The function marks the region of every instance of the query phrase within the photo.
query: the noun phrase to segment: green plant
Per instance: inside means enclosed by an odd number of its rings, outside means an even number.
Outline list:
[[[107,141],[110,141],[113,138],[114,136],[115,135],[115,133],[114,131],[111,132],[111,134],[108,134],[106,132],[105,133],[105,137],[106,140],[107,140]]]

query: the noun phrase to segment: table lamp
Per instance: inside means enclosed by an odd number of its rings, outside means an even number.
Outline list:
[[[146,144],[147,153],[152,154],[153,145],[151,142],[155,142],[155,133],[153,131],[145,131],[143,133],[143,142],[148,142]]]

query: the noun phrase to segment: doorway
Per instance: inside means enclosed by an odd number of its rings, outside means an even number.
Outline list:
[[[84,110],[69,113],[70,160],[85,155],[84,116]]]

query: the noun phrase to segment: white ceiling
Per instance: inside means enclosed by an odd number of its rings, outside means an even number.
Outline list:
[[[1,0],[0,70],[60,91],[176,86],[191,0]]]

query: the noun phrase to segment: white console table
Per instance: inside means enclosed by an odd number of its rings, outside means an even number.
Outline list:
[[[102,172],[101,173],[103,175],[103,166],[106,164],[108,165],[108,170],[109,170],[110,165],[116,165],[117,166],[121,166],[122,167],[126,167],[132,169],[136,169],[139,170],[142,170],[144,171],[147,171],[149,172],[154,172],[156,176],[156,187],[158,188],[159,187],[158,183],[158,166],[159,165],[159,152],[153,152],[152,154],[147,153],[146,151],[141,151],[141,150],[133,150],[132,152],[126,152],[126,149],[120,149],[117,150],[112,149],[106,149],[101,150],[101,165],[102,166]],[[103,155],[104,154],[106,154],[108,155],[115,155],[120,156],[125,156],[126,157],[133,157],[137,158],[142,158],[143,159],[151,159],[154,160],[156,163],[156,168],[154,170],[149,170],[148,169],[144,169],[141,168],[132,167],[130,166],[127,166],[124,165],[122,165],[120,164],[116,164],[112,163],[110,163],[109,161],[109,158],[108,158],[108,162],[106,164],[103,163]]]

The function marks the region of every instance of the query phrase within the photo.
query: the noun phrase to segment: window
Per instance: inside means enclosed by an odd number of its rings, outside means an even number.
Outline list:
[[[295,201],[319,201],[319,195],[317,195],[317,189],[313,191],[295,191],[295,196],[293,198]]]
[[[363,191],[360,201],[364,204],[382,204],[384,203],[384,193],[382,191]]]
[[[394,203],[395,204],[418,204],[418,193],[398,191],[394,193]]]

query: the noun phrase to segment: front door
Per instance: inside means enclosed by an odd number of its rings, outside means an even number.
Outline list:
+--
Please format all of the material above as a numbered list, one item per line, leaving out the blank lines.

1. The function marks the region of every instance of the query phrase within the photo.
2. query: the noun phrase to segment: green plant
3. Per instance: inside means enclosed by an odd number of its rings, outside means an even number.
4. Outline list:
5. [[[107,141],[110,141],[113,138],[114,136],[115,135],[115,133],[114,131],[111,132],[111,134],[108,134],[106,132],[105,133],[105,137],[106,140],[107,140]]]
6. query: the noun phrase to segment: table lamp
7. Per instance: inside means enclosed by an odd number of its rings, outside means an even number.
8. Outline list:
9. [[[146,144],[147,153],[152,154],[153,145],[151,142],[155,142],[155,133],[153,131],[145,131],[143,133],[143,142],[148,142]]]
10. query: the noun phrase to segment: doorway
11. Per instance: inside means enclosed by an odd number of its rings, outside means an even number.
12. Outline list:
13. [[[84,110],[69,113],[70,160],[85,155],[84,116]]]
14. query: the noun phrase to segment: white ceiling
15. Per instance: inside means enclosed by an odd number of its rings, outside means an even number.
16. Outline list:
17. [[[1,0],[0,70],[60,91],[176,86],[191,0]]]
18. query: the noun phrase to segment: white console table
19. Per instance: inside means enclosed by an odd number of its rings, outside means an even number.
20. Outline list:
21. [[[102,172],[101,173],[103,175],[103,166],[106,164],[108,165],[108,170],[109,170],[110,165],[116,165],[117,166],[121,166],[122,167],[126,167],[132,169],[136,169],[139,170],[142,170],[144,171],[147,171],[149,172],[154,172],[156,176],[156,187],[158,188],[159,187],[158,183],[158,166],[159,165],[159,152],[153,152],[152,154],[147,153],[146,151],[141,151],[141,150],[133,150],[132,152],[126,152],[126,149],[120,149],[117,150],[112,149],[106,149],[101,150],[101,165],[102,166]],[[103,155],[104,154],[106,154],[108,155],[115,155],[120,156],[125,156],[126,157],[133,157],[137,158],[142,158],[143,159],[151,159],[154,160],[156,163],[156,168],[154,170],[149,170],[148,169],[144,169],[141,168],[132,167],[130,166],[127,166],[124,165],[122,165],[120,164],[116,164],[112,163],[110,163],[109,161],[109,158],[108,158],[108,162],[106,164],[103,163]]]
22. The function marks the region of every instance of the query phrase within the photo.
23. query: the noun phrase to segment: window
24. Per instance: inside means enclosed by an odd number of its rings, outside means an even number.
25. Outline list:
26. [[[295,201],[319,201],[319,195],[317,195],[317,189],[313,191],[295,191],[295,196],[293,198]]]
27. [[[363,191],[360,201],[364,204],[382,204],[384,203],[384,193],[382,191]]]
28. [[[394,203],[395,204],[418,204],[418,193],[398,191],[394,193]]]
29. query: the noun phrase to segment: front door
30. Per instance: inside means enclosed by an odd number of its rings, outside means an even number.
31. Outline list:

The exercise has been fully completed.